(Beginning of RECORDS FOR THE TASK)

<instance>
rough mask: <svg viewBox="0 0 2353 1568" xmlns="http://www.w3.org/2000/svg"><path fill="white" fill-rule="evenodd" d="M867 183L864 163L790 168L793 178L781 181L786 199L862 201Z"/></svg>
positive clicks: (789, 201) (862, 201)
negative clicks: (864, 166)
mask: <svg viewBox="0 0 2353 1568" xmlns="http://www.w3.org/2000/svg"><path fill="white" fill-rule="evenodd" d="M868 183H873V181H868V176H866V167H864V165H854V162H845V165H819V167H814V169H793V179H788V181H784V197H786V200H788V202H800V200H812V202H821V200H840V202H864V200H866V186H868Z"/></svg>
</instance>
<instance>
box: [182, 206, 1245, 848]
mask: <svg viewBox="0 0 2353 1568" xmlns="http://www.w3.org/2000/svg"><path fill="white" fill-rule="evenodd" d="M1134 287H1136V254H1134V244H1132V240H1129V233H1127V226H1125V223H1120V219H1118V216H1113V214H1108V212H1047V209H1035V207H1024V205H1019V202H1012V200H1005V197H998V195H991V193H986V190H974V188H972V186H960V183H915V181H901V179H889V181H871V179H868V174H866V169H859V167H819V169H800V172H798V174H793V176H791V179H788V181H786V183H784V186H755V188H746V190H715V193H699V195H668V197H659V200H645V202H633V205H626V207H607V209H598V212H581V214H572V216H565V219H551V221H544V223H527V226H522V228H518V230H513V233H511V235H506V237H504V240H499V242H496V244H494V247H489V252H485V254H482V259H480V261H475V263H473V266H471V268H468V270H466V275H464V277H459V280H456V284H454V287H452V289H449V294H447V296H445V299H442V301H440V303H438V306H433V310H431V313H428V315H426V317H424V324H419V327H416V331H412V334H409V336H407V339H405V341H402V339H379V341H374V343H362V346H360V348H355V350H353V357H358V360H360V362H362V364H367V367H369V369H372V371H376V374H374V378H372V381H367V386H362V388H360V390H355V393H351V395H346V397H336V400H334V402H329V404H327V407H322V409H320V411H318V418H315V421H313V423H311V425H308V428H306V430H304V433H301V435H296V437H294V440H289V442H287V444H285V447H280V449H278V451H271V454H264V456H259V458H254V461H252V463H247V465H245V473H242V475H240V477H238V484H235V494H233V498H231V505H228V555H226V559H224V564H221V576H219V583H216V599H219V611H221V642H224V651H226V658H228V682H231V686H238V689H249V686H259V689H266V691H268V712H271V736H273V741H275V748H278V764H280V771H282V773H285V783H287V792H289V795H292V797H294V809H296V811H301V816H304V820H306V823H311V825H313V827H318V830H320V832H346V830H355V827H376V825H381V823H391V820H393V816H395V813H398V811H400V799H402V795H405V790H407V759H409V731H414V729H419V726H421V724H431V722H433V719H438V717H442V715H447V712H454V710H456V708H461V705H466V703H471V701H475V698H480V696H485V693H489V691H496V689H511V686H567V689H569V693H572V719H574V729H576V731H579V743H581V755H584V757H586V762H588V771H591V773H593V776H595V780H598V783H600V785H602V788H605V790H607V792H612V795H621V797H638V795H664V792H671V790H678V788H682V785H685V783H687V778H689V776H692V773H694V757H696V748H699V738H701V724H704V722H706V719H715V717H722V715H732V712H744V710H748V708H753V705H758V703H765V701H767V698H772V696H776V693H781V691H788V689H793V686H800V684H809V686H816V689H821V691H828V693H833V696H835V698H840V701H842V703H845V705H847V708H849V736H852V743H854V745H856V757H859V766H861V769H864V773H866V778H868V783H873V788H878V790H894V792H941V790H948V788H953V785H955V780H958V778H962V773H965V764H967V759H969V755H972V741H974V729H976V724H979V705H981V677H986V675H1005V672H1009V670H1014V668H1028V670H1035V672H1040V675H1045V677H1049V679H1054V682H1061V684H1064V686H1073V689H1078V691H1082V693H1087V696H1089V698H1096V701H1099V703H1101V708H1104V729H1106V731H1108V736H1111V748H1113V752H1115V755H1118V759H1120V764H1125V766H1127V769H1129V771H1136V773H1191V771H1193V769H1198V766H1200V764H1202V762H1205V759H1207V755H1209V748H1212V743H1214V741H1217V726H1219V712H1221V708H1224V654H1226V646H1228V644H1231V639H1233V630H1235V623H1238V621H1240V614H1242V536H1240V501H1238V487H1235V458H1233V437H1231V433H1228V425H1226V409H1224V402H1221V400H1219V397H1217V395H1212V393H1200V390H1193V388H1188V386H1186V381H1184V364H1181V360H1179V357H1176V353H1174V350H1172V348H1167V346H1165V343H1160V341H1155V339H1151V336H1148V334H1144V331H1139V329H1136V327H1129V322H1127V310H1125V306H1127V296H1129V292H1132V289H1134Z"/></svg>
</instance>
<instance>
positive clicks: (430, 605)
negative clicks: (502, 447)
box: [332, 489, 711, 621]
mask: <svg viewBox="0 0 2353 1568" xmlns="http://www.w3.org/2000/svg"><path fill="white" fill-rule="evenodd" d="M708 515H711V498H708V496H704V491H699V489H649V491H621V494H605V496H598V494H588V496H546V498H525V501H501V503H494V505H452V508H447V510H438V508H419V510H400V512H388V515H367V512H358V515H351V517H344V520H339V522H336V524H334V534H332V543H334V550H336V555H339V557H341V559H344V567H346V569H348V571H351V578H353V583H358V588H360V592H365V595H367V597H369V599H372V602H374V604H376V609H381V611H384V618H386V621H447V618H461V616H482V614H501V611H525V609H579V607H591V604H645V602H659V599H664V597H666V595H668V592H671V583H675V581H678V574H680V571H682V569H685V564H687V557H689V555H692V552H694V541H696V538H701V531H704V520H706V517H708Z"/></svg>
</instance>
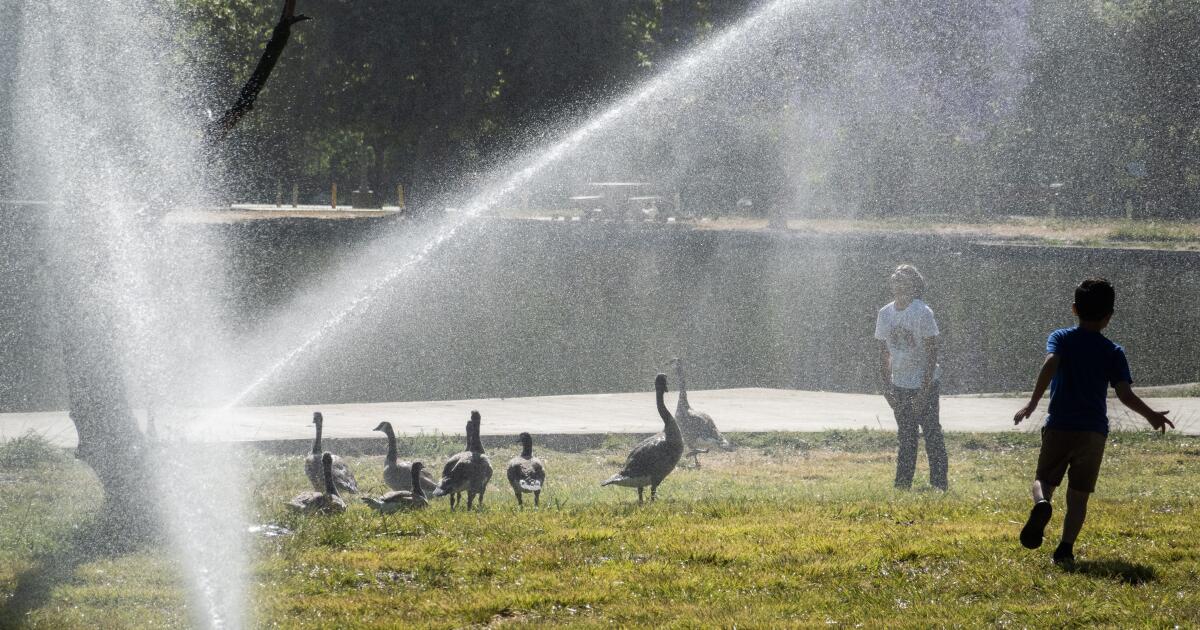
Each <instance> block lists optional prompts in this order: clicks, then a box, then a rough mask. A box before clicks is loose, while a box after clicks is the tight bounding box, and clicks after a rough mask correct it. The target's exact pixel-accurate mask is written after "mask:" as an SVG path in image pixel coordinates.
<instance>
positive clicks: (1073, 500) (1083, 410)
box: [1013, 278, 1175, 564]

(End of RECORDS FOR THE TASK)

■ YOUR TASK:
Rewrite all the records above as a Markdown table with two columns, Row and Line, giving each nonblank line its own numbered row. Leave the pictures out.

■ EXERCISE RESULT:
| Row | Line |
|---|---|
| 1 | <instance> |
| 2 | rough mask: <svg viewBox="0 0 2353 1568" xmlns="http://www.w3.org/2000/svg"><path fill="white" fill-rule="evenodd" d="M867 183L864 163L790 168L793 178L781 181L786 199L862 201Z"/></svg> |
| 3 | positive clicks: (789, 201) (862, 201) |
| 4 | negative clicks: (864, 166) |
| 5 | mask: <svg viewBox="0 0 2353 1568" xmlns="http://www.w3.org/2000/svg"><path fill="white" fill-rule="evenodd" d="M868 183H873V181H868V176H866V167H864V165H854V162H845V165H819V167H814V169H793V179H788V181H784V197H786V200H788V202H800V200H812V202H821V200H840V202H864V200H866V186H868Z"/></svg> |
| 6 | </instance> |
| 7 | <instance> |
| 8 | box: [182, 206, 1245, 848] |
| 9 | mask: <svg viewBox="0 0 2353 1568" xmlns="http://www.w3.org/2000/svg"><path fill="white" fill-rule="evenodd" d="M1134 287H1136V254H1134V244H1132V240H1129V233H1127V226H1125V223H1120V219H1118V216H1113V214H1108V212H1047V209H1035V207H1024V205H1019V202H1012V200H1005V197H998V195H991V193H986V190H974V188H972V186H960V183H915V181H901V179H889V181H871V179H868V174H866V169H859V167H819V169H800V172H798V174H793V176H791V179H788V181H786V183H784V186H755V188H746V190H715V193H699V195H668V197H659V200H645V202H633V205H626V207H607V209H598V212H581V214H572V216H565V219H551V221H544V223H527V226H522V228H518V230H513V233H511V235H506V237H504V240H499V242H496V244H494V247H489V252H485V254H482V259H480V261H475V263H473V266H471V268H468V270H466V275H464V277H459V280H456V284H454V287H452V289H449V294H447V296H445V299H442V301H440V303H438V306H433V310H431V313H428V315H426V317H424V324H419V327H416V331H412V334H409V336H407V339H405V341H402V339H379V341H374V343H362V346H360V348H355V350H353V357H358V360H360V362H362V364H367V367H369V369H372V371H376V374H374V378H372V381H367V386H362V388H360V390H355V393H351V395H346V397H336V400H334V402H329V404H327V407H322V409H320V411H318V418H315V421H313V423H311V425H308V428H306V430H304V433H301V435H296V437H294V440H289V442H287V444H285V447H280V449H278V451H271V454H264V456H259V458H254V461H252V463H247V465H245V473H242V475H240V477H238V484H235V494H233V498H231V505H228V555H226V559H224V564H221V576H219V583H216V599H219V611H221V642H224V651H226V658H228V682H231V686H238V689H249V686H259V689H266V691H268V712H271V736H273V741H275V748H278V764H280V771H282V773H285V783H287V792H289V795H292V797H294V809H296V811H301V816H304V820H306V823H311V825H313V827H318V830H320V832H346V830H355V827H376V825H381V823H391V820H393V816H395V813H398V811H400V799H402V795H405V790H407V759H409V731H414V729H419V726H421V724H431V722H433V719H438V717H442V715H447V712H454V710H456V708H461V705H466V703H471V701H475V698H480V696H485V693H489V691H496V689H511V686H567V689H569V693H572V719H574V729H576V731H579V743H581V755H584V757H586V762H588V771H591V773H593V776H595V780H598V783H600V785H602V788H605V790H607V792H612V795H621V797H638V795H664V792H671V790H678V788H682V785H685V783H687V778H689V776H692V773H694V757H696V748H699V738H701V724H704V722H706V719H715V717H722V715H732V712H744V710H748V708H753V705H758V703H765V701H767V698H772V696H776V693H781V691H788V689H793V686H800V684H809V686H816V689H821V691H828V693H833V696H835V698H840V701H842V703H845V705H847V708H849V736H852V743H854V745H856V757H859V766H861V769H864V773H866V778H868V783H873V788H878V790H894V792H941V790H948V788H953V785H955V780H958V778H962V773H965V764H967V759H969V755H972V741H974V729H976V724H979V705H981V677H986V675H1005V672H1009V670H1014V668H1028V670H1035V672H1040V675H1045V677H1049V679H1054V682H1061V684H1064V686H1073V689H1078V691H1082V693H1087V696H1089V698H1096V701H1099V703H1101V708H1104V729H1106V731H1108V736H1111V748H1113V752H1115V755H1118V759H1120V764H1125V766H1127V769H1129V771H1136V773H1191V771H1193V769H1198V766H1200V764H1202V762H1205V759H1207V755H1209V748H1212V743H1214V741H1217V726H1219V712H1221V708H1224V654H1226V646H1228V644H1231V639H1233V630H1235V623H1238V621H1240V614H1242V536H1240V501H1238V487H1235V458H1233V437H1231V433H1228V425H1226V409H1224V402H1221V400H1219V397H1217V395H1212V393H1200V390H1193V388H1188V386H1186V381H1184V364H1181V360H1179V357H1176V353H1174V350H1172V348H1167V346H1165V343H1160V341H1155V339H1151V336H1148V334H1144V331H1139V329H1136V327H1129V322H1127V310H1125V306H1127V296H1129V292H1132V289H1134Z"/></svg> |
| 10 | </instance> |
| 11 | <instance> |
| 12 | positive clicks: (430, 605) |
| 13 | negative clicks: (502, 447) |
| 14 | box: [332, 489, 711, 621] |
| 15 | mask: <svg viewBox="0 0 2353 1568" xmlns="http://www.w3.org/2000/svg"><path fill="white" fill-rule="evenodd" d="M708 515H711V498H708V496H704V491H699V489H649V491H621V494H605V496H598V494H588V496H546V498H525V501H501V503H494V505H452V508H447V510H438V508H419V510H400V512H388V515H367V512H358V515H351V517H344V520H339V522H336V524H334V534H332V543H334V550H336V555H339V557H341V559H344V567H346V569H348V571H351V578H353V583H358V588H360V592H365V595H367V597H369V599H372V602H374V604H376V609H381V611H384V618H386V621H447V618H461V616H482V614H501V611H525V609H579V607H591V604H645V602H659V599H664V597H666V595H668V592H671V583H675V581H678V574H680V571H682V569H685V564H687V557H689V555H692V552H694V541H696V538H701V531H704V520H706V517H708Z"/></svg> |
| 16 | </instance> |
| 17 | Each <instance> block lists optional prompts in this order: clicks, then a box, then a rough mask. A box before clicks is loose, while a box after clicks is the tight bounding box, and clicks after a rough mask correct it. The target's exact pixel-accurate mask is written after "mask:" as an SVG path in image pixel coordinates. |
| 18 | <instance> |
| 19 | positive clicks: (1073, 500) (1083, 410) |
| 20 | box: [1013, 278, 1175, 564] |